• DIRECTIONS:
Find every line below that contains the word "tire", and copy each of those lines in full.
· · · · ·
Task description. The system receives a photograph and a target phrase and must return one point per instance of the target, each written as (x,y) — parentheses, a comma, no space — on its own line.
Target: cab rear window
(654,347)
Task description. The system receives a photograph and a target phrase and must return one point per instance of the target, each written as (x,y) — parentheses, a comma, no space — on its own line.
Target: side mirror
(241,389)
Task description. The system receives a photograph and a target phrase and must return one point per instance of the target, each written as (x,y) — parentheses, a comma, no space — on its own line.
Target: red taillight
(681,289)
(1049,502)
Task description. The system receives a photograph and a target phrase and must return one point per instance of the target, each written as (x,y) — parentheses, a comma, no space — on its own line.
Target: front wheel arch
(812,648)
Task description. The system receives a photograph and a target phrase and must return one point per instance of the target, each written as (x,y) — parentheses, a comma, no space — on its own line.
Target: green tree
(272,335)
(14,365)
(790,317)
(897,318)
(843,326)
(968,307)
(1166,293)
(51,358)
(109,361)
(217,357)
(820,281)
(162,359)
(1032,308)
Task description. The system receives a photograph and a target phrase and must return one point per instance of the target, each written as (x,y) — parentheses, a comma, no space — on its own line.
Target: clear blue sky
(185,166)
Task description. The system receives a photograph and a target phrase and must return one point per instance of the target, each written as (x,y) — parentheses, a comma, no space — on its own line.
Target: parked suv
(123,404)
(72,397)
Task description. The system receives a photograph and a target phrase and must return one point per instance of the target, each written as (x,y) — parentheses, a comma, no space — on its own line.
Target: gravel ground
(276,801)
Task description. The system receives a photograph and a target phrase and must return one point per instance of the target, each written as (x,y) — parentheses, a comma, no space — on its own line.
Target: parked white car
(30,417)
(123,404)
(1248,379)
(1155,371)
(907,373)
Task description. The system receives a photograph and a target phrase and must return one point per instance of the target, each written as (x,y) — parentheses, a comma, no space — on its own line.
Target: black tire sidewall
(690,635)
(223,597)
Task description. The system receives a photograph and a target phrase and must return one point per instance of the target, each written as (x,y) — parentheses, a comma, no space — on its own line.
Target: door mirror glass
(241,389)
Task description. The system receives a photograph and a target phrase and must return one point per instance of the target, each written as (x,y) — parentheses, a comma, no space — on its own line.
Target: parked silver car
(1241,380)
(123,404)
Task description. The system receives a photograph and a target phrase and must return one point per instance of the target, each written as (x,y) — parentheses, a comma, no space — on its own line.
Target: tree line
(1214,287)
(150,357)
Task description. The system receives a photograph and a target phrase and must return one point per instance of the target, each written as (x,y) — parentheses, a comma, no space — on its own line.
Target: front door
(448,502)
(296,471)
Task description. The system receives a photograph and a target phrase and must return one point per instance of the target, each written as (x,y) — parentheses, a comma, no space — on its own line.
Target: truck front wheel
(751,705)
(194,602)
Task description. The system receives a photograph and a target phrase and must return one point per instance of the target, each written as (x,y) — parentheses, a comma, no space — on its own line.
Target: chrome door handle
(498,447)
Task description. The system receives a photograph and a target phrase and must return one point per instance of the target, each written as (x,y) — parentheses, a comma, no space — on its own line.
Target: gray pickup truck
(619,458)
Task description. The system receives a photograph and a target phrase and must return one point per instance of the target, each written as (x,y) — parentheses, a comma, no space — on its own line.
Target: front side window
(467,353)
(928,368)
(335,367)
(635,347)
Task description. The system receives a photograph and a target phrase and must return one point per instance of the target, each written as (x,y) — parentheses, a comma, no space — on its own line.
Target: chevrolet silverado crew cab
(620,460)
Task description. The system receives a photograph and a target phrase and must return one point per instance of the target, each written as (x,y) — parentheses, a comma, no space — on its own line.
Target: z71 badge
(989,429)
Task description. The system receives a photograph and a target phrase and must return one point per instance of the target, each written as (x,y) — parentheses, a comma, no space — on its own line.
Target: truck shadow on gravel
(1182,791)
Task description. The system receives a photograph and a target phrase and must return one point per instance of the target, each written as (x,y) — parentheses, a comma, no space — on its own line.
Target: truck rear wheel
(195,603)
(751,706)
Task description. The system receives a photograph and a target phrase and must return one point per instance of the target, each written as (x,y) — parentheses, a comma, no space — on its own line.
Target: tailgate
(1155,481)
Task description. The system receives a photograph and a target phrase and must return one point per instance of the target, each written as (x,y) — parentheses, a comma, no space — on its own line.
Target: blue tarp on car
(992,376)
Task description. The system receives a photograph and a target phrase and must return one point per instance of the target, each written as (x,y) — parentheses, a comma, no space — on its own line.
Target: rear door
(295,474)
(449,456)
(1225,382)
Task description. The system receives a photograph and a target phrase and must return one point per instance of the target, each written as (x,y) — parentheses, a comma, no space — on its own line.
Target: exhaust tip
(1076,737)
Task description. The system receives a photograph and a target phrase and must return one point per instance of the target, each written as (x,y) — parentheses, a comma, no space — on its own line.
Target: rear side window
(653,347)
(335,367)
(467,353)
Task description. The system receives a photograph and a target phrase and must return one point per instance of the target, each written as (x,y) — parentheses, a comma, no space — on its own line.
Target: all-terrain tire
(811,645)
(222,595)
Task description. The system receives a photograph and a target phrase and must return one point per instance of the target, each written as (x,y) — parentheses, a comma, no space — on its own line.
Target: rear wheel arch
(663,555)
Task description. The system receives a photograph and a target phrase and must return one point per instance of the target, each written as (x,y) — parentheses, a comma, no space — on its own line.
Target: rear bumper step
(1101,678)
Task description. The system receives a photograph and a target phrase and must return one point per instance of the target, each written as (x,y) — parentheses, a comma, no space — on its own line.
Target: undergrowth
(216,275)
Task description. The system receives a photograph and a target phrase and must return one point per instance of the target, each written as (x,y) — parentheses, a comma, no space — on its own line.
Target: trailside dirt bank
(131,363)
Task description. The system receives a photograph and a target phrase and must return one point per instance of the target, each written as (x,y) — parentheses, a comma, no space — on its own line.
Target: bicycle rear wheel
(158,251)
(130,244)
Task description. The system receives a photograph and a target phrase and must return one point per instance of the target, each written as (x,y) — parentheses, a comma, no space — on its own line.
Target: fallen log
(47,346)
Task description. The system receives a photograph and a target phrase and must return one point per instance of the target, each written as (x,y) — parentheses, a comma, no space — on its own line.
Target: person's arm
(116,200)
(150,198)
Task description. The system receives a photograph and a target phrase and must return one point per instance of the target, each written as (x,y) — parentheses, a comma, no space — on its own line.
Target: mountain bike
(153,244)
· · · · ·
• EXERCISE RESPONSE:
Target: black tire sidewall
Target: all-terrain tire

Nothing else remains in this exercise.